To do = Output the stretch of the records from their start through the line containing "box: [18, 334, 53, 364]" as a JSON list of strings, one string per line, skipping blank lines and leaving out the pictures.
= Beginning of Section =
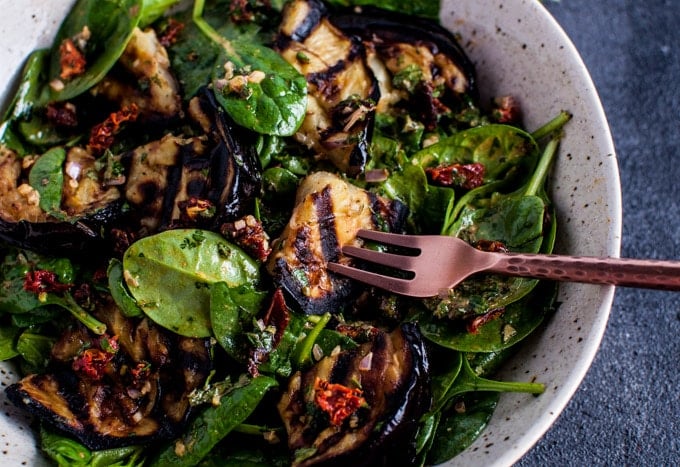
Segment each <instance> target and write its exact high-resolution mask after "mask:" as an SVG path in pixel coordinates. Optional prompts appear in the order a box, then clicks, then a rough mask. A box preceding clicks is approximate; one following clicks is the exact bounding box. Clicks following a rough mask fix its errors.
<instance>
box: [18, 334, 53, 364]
mask: <svg viewBox="0 0 680 467" xmlns="http://www.w3.org/2000/svg"><path fill="white" fill-rule="evenodd" d="M55 342H56V338H53V337H49V336H44V335H42V334H36V333H34V332H31V331H24V332H22V333H21V335H20V336H19V338H18V339H17V344H16V350H17V352H18V353H19V355H21V357H22V358H23V362H22V369H23V370H24V371H26V372H28V373H40V372H42V371H44V370H45V368H46V367H47V363H48V362H49V361H50V356H51V351H52V346H53V345H54V343H55Z"/></svg>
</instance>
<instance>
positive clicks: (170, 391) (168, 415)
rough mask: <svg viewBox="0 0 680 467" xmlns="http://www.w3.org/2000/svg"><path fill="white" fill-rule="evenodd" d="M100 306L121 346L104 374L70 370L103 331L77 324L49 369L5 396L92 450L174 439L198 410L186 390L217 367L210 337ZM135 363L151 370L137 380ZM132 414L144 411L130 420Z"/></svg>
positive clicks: (49, 366) (20, 407)
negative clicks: (133, 419) (89, 374)
mask: <svg viewBox="0 0 680 467" xmlns="http://www.w3.org/2000/svg"><path fill="white" fill-rule="evenodd" d="M103 310H104V312H102V313H100V314H99V315H98V318H100V319H102V320H103V321H104V322H105V323H106V325H107V328H108V329H109V331H110V332H111V334H112V335H116V336H118V337H119V340H118V342H119V345H120V348H119V351H118V353H117V355H116V356H115V358H114V359H113V361H112V362H111V369H110V370H109V371H107V374H106V376H104V377H103V378H102V379H101V380H97V379H91V378H90V377H88V376H87V375H83V374H82V373H80V372H77V371H75V370H74V369H73V367H72V361H73V359H74V356H76V355H78V353H79V352H80V351H82V349H83V347H85V348H88V347H90V346H92V345H93V344H92V343H93V342H94V343H96V342H97V340H98V339H100V337H101V336H93V335H91V334H90V333H89V332H88V331H87V330H86V329H85V328H84V327H82V326H79V327H77V328H72V329H70V330H68V331H66V333H65V334H64V335H62V337H61V338H60V339H59V340H58V342H57V343H56V344H55V346H54V347H53V349H52V358H51V360H50V363H49V365H48V368H47V370H46V372H45V373H43V374H31V375H27V376H25V377H24V378H22V379H21V380H19V381H18V382H16V383H14V384H11V385H9V386H8V387H7V388H5V393H6V395H7V398H8V399H9V400H10V401H11V402H13V403H14V404H15V405H16V406H18V407H20V408H22V409H24V410H26V411H27V412H28V413H30V414H31V415H33V416H34V417H36V418H38V419H39V420H41V421H42V422H45V423H47V424H49V425H51V426H53V427H54V428H56V429H57V430H60V431H63V432H65V433H68V434H70V435H72V436H74V437H76V438H77V439H78V440H80V441H81V442H82V443H83V444H84V445H85V446H87V447H88V448H90V449H95V450H100V449H112V448H116V447H120V446H129V445H137V444H140V443H144V442H150V441H156V440H169V439H172V438H174V437H175V436H177V435H178V434H179V433H180V432H181V431H182V429H183V428H184V426H185V424H186V422H187V420H188V419H189V417H190V416H191V414H192V413H193V409H192V407H191V406H190V404H189V400H188V394H189V393H190V392H191V391H192V390H194V389H196V388H199V387H202V386H203V384H204V382H205V380H206V378H207V377H208V375H209V373H210V371H211V370H212V369H213V364H212V357H211V355H212V348H211V344H210V342H209V340H207V339H192V338H186V337H181V336H177V335H174V334H171V333H168V332H166V331H165V330H163V329H162V328H160V327H158V326H156V325H154V324H153V323H150V322H149V321H148V319H142V320H138V319H133V318H125V317H123V316H122V314H120V313H119V312H117V311H115V310H113V309H112V308H111V307H110V306H109V307H105V308H103ZM138 364H142V365H148V366H149V368H150V370H149V373H148V375H147V376H143V377H141V380H140V382H139V383H137V384H135V383H134V379H133V378H132V376H131V371H130V370H132V369H135V368H136V366H137V365H138ZM133 391H135V392H136V395H135V392H133ZM133 413H138V414H139V415H140V417H139V418H138V419H134V420H133V418H132V414H133Z"/></svg>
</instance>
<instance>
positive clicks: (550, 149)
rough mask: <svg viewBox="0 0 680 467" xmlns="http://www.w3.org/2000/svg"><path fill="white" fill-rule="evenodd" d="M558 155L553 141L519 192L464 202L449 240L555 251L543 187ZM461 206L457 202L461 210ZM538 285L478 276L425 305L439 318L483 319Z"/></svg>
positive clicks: (515, 277) (429, 302) (545, 198)
mask: <svg viewBox="0 0 680 467" xmlns="http://www.w3.org/2000/svg"><path fill="white" fill-rule="evenodd" d="M556 150H557V140H556V139H555V140H552V141H551V142H550V143H548V145H547V146H546V148H545V150H544V152H543V155H542V156H541V159H540V161H539V163H538V165H537V167H536V170H535V171H534V173H533V174H532V176H531V178H530V179H529V181H528V182H527V183H526V184H525V185H523V186H522V187H520V188H519V189H518V190H516V191H514V192H511V193H509V194H503V193H498V192H494V193H491V194H490V195H489V196H488V197H487V198H484V197H483V196H480V197H478V198H476V199H472V200H471V199H466V200H465V205H464V206H462V207H461V208H460V209H459V212H460V214H459V215H458V218H457V219H456V220H455V222H454V223H453V225H452V226H451V228H450V229H449V231H447V232H446V234H448V235H454V236H456V237H459V238H462V239H463V240H465V241H467V242H468V243H471V244H476V243H477V242H480V241H497V242H500V243H502V244H503V245H504V246H505V247H506V248H508V250H510V251H519V252H526V253H537V252H539V251H543V252H549V251H547V248H545V243H546V242H547V243H548V244H549V245H550V248H552V243H553V242H554V235H555V227H554V222H555V218H554V216H552V218H550V219H549V221H550V222H546V219H547V218H548V217H550V216H547V214H548V213H552V211H551V207H550V206H549V204H548V203H549V200H548V199H547V197H546V196H545V191H544V186H545V182H546V179H547V176H548V172H549V168H550V166H551V163H552V159H553V157H554V155H555V153H556ZM498 183H502V182H498ZM480 188H483V187H480ZM484 194H486V191H484ZM462 202H463V200H459V201H458V204H460V203H462ZM546 227H547V228H546ZM537 283H538V281H537V280H536V279H528V278H517V277H506V276H500V275H497V274H478V275H475V276H474V277H472V278H469V279H466V280H464V281H463V282H461V283H460V284H458V285H457V286H456V287H455V288H453V289H451V290H449V291H448V293H447V296H446V297H444V298H441V299H440V298H434V299H428V300H426V301H425V302H426V303H427V306H428V307H429V308H430V309H431V310H432V311H433V314H434V315H435V316H436V317H439V318H441V317H448V318H452V319H455V318H460V317H467V316H471V315H479V314H484V313H487V312H489V311H491V310H496V309H501V308H503V307H506V306H508V305H510V304H511V303H513V302H515V301H517V300H519V299H521V298H522V297H524V296H525V295H526V294H528V293H529V292H530V291H531V290H532V289H533V288H534V287H535V286H536V284H537ZM444 325H445V324H444Z"/></svg>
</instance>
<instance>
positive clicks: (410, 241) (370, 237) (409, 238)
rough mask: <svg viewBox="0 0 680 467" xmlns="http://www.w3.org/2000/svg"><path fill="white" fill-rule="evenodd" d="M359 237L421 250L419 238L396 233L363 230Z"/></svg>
mask: <svg viewBox="0 0 680 467" xmlns="http://www.w3.org/2000/svg"><path fill="white" fill-rule="evenodd" d="M357 237H360V238H363V239H365V240H373V241H376V242H380V243H385V244H388V245H395V246H403V247H406V248H419V247H418V244H417V239H418V237H417V236H415V235H401V234H395V233H387V232H379V231H377V230H365V229H361V230H359V231H358V232H357Z"/></svg>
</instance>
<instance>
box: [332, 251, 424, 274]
mask: <svg viewBox="0 0 680 467" xmlns="http://www.w3.org/2000/svg"><path fill="white" fill-rule="evenodd" d="M342 252H343V254H345V255H347V256H352V257H354V258H359V259H363V260H366V261H369V262H371V263H374V264H381V265H383V266H389V267H392V268H397V269H401V270H405V271H410V270H411V258H413V257H412V256H404V255H395V254H393V253H383V252H381V251H375V250H369V249H366V248H359V247H356V246H344V247H342Z"/></svg>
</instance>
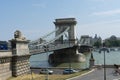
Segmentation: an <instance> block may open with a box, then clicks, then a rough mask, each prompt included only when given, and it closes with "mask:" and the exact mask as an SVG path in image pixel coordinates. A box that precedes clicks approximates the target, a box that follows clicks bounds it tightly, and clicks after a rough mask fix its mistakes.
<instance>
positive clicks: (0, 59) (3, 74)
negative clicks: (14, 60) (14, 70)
mask: <svg viewBox="0 0 120 80" xmlns="http://www.w3.org/2000/svg"><path fill="white" fill-rule="evenodd" d="M11 56H12V53H11V52H10V51H0V80H6V79H7V78H9V77H11V76H12V70H11Z"/></svg>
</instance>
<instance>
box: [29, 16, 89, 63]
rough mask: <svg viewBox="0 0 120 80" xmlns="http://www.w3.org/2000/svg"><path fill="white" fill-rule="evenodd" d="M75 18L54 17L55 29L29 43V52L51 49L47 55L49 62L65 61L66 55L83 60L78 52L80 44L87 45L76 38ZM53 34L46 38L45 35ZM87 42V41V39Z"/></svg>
mask: <svg viewBox="0 0 120 80" xmlns="http://www.w3.org/2000/svg"><path fill="white" fill-rule="evenodd" d="M76 23H77V21H76V20H75V18H62V19H55V22H54V24H55V30H54V31H52V32H50V33H48V34H46V35H44V36H43V37H41V38H38V39H36V40H34V41H31V42H30V43H29V49H30V53H31V54H32V55H35V54H40V53H44V52H50V51H52V52H53V54H50V55H49V62H50V63H53V62H67V61H68V56H69V57H70V56H71V57H72V61H81V60H84V59H83V58H82V57H81V56H82V55H83V54H81V53H80V52H79V47H80V46H89V45H88V44H86V43H85V40H84V43H83V40H81V42H80V41H79V40H78V39H77V38H76V34H75V33H76V31H75V25H76ZM51 35H55V37H54V38H52V39H49V40H46V38H47V37H49V36H51ZM82 43H83V44H82ZM87 43H88V41H87Z"/></svg>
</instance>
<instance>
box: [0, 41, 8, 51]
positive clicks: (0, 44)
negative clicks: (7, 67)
mask: <svg viewBox="0 0 120 80" xmlns="http://www.w3.org/2000/svg"><path fill="white" fill-rule="evenodd" d="M0 50H8V42H7V41H0Z"/></svg>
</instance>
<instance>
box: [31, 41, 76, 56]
mask: <svg viewBox="0 0 120 80" xmlns="http://www.w3.org/2000/svg"><path fill="white" fill-rule="evenodd" d="M74 45H75V44H73V43H69V44H57V45H55V44H54V45H48V50H49V51H54V50H59V49H63V48H68V47H73V46H74ZM43 52H46V51H45V50H44V48H43V47H41V48H37V49H31V50H30V53H31V54H37V53H43Z"/></svg>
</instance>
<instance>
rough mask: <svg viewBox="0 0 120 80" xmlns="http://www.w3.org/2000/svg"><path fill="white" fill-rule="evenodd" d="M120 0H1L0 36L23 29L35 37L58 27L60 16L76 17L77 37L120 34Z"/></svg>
mask: <svg viewBox="0 0 120 80" xmlns="http://www.w3.org/2000/svg"><path fill="white" fill-rule="evenodd" d="M119 3H120V0H0V28H1V29H0V40H10V39H12V38H13V34H14V32H15V30H20V31H21V32H22V33H23V34H24V35H25V36H26V37H27V39H30V40H35V39H37V38H39V37H41V36H43V35H45V34H46V33H48V32H51V31H53V30H54V29H55V26H54V24H53V22H54V21H55V19H57V18H70V17H74V18H76V20H77V25H76V33H77V35H76V36H77V37H78V38H80V36H81V35H90V36H92V37H94V35H95V34H98V36H101V37H102V38H103V39H104V38H107V37H110V36H111V35H116V36H117V37H120V4H119Z"/></svg>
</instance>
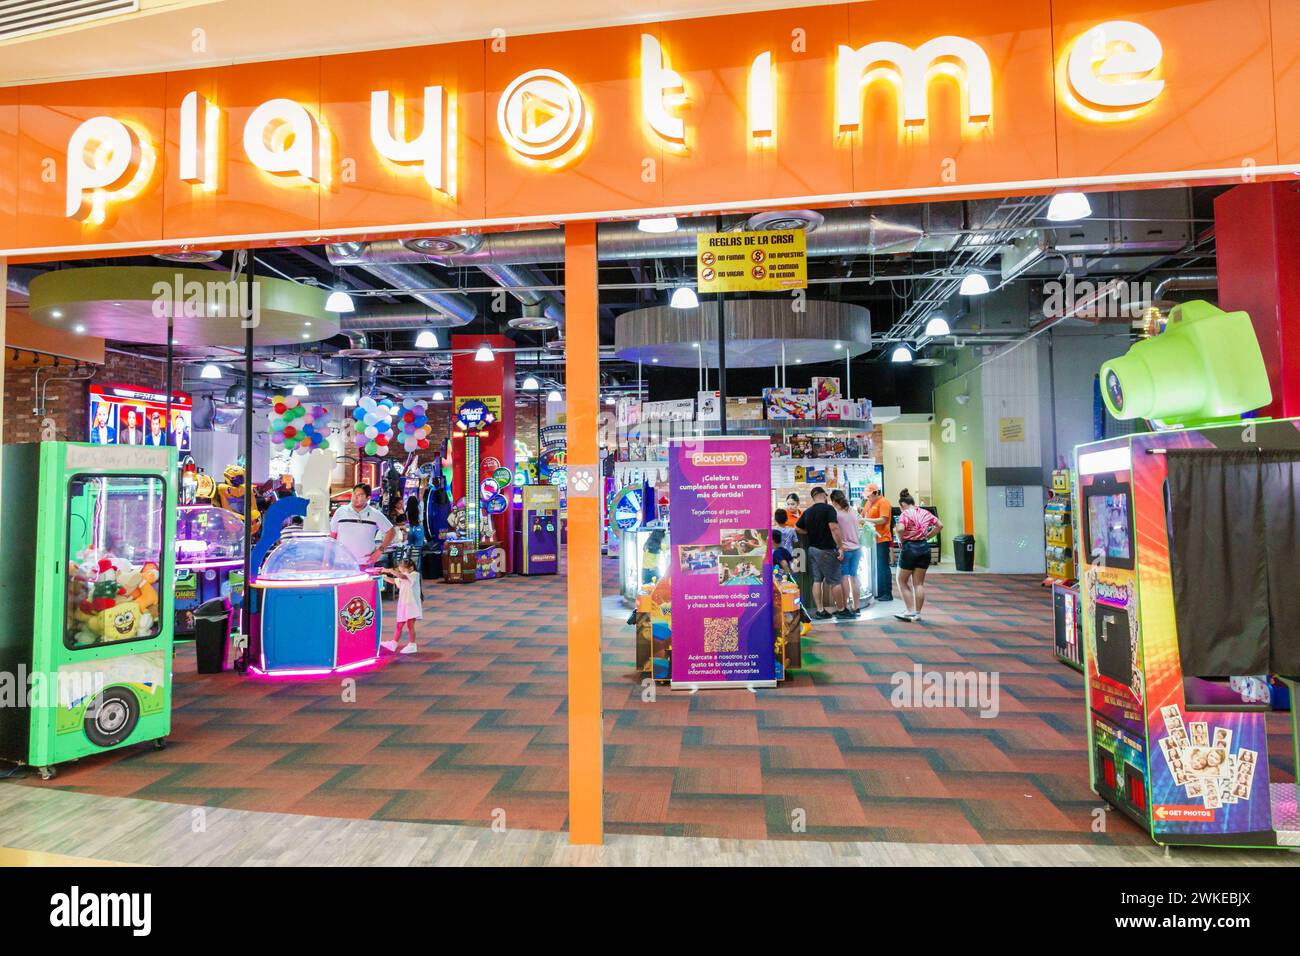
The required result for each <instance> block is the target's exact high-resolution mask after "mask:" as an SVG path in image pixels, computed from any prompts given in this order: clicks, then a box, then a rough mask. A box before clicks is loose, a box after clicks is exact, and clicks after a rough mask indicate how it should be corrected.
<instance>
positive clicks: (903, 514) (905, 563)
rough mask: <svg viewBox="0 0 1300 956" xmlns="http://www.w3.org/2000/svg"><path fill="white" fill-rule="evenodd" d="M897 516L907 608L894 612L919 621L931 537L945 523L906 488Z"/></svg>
= End of Section =
Answer box =
[
  "Segment each <instance> target and write its exact high-resolution mask after \"mask:\" as an SVG path in pixel coordinates. Optional prompts appear in the order a box, then clicks, then a rough mask. A box preceding clicks is approximate; one following clicks is the exact bounding box. Clicks following a rough mask fix its errors.",
  "<instance>",
  "box: [18, 334, 53, 364]"
]